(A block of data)
——————————

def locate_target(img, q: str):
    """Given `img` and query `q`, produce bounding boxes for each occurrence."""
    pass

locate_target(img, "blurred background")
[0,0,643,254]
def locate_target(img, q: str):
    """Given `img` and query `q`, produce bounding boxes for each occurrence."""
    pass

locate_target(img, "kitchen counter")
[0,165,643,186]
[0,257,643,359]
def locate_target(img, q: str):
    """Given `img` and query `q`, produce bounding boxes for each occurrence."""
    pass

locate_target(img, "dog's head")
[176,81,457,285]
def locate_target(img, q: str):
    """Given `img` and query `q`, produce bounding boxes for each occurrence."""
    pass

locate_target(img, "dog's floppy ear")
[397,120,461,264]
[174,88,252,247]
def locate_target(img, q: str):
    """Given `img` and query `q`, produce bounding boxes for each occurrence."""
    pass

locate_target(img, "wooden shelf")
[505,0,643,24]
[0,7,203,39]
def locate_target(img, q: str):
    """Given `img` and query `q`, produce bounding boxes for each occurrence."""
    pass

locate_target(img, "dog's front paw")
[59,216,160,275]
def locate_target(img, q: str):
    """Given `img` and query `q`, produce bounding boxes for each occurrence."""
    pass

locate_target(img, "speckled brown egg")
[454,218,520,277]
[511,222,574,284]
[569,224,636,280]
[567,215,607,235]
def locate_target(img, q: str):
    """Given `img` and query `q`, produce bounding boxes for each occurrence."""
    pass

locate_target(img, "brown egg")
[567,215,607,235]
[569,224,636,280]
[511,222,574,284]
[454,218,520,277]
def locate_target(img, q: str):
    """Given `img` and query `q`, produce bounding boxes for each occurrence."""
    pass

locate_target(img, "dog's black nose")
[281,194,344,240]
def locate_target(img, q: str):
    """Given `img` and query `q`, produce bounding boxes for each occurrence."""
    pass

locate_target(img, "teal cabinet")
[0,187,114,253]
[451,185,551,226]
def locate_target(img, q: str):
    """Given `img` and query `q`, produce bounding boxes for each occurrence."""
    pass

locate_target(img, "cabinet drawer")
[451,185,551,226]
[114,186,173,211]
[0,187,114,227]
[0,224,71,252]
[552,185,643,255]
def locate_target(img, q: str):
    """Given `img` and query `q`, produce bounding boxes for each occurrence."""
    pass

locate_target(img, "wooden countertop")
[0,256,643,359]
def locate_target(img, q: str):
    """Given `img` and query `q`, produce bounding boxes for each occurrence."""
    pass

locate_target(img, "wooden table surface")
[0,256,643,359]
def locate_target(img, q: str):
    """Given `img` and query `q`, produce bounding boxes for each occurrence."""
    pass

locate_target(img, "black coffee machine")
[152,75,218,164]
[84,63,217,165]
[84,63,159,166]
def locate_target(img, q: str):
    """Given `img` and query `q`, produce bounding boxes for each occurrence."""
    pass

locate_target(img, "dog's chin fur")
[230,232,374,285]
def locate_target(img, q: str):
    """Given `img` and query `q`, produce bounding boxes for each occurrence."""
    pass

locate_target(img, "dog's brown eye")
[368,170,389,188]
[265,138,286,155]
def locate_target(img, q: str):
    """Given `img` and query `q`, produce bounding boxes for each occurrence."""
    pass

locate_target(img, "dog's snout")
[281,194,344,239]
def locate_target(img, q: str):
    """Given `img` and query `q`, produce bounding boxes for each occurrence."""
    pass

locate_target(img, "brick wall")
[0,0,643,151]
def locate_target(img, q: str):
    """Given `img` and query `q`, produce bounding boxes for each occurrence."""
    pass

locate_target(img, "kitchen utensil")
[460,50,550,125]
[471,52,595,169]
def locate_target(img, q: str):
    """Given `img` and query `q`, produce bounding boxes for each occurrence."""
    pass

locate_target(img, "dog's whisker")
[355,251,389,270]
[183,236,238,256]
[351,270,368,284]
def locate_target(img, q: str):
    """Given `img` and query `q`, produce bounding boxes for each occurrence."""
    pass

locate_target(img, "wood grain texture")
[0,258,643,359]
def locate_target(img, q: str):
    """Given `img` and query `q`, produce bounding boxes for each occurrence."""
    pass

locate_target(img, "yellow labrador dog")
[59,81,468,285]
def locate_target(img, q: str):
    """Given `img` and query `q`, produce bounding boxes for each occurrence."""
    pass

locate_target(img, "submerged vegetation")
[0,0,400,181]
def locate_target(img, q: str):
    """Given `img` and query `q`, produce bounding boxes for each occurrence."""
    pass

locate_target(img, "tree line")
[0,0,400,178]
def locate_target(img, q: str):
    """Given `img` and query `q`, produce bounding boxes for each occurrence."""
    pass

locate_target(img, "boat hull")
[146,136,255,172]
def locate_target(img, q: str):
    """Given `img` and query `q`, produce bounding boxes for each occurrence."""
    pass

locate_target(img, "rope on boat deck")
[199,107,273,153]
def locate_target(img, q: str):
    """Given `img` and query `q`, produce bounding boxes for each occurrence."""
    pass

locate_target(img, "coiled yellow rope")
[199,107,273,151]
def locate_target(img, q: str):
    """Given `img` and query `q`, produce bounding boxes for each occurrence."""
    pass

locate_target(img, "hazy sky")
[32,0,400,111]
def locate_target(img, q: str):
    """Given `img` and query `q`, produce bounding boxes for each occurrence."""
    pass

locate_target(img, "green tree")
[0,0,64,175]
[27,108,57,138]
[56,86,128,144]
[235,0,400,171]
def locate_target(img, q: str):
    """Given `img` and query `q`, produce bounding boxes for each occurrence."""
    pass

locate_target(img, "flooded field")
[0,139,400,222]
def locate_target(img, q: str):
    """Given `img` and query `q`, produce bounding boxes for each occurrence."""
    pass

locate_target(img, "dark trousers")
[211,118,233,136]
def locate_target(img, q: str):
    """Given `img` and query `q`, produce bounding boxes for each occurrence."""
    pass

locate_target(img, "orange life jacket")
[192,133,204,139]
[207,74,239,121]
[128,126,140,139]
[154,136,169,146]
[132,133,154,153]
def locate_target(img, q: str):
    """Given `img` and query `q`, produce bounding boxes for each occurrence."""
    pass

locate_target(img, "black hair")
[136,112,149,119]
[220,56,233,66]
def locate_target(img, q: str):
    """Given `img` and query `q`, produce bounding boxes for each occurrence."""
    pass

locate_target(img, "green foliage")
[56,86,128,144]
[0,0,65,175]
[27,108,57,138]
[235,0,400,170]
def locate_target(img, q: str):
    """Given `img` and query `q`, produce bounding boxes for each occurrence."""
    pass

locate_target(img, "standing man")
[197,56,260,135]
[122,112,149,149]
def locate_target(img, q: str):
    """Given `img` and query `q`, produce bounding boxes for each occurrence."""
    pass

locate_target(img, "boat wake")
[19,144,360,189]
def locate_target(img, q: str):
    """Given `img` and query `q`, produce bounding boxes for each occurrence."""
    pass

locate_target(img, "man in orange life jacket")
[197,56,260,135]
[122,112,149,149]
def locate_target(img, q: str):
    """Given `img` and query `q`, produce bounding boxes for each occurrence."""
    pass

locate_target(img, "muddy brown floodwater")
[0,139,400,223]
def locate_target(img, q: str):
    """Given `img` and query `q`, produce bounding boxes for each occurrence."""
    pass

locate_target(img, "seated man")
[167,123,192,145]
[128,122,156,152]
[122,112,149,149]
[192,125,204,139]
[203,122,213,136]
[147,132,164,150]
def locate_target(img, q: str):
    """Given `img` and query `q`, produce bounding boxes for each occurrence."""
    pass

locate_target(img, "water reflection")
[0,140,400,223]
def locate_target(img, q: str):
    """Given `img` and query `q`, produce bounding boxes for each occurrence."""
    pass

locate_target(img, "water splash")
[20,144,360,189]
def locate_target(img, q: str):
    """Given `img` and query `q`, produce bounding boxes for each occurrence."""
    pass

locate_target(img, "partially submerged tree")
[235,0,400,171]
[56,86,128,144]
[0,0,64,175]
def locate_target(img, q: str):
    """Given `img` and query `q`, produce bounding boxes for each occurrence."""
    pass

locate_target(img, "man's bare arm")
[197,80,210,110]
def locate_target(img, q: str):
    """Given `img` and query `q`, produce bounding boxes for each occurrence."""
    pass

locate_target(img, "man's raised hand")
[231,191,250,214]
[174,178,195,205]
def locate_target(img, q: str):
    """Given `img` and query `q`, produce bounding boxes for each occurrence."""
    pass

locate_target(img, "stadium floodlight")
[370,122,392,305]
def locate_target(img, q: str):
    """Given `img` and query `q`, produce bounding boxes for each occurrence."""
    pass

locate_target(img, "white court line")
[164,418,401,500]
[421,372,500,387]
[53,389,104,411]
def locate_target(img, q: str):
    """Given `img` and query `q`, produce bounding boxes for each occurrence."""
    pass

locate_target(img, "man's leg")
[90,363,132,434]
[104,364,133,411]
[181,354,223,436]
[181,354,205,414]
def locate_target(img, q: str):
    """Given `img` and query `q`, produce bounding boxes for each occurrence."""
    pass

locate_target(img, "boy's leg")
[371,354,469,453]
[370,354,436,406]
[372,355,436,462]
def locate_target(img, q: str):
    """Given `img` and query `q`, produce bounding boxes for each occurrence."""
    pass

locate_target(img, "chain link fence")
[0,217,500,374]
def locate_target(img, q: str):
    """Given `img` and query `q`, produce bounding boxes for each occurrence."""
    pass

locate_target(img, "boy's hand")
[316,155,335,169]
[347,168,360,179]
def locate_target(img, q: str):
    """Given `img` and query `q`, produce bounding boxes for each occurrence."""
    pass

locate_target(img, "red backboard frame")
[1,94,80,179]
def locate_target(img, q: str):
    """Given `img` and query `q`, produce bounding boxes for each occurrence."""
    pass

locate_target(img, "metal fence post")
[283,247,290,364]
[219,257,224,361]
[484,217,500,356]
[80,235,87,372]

——————————

* EXERCISE DESCRIPTION
List every line of the records that contains the word "yellow", treating uppercase and lowercase as different.

* RESULT FOR THIS TASK
locate_target(img, "yellow labrador dog")
locate_target(img, "coiled yellow rope")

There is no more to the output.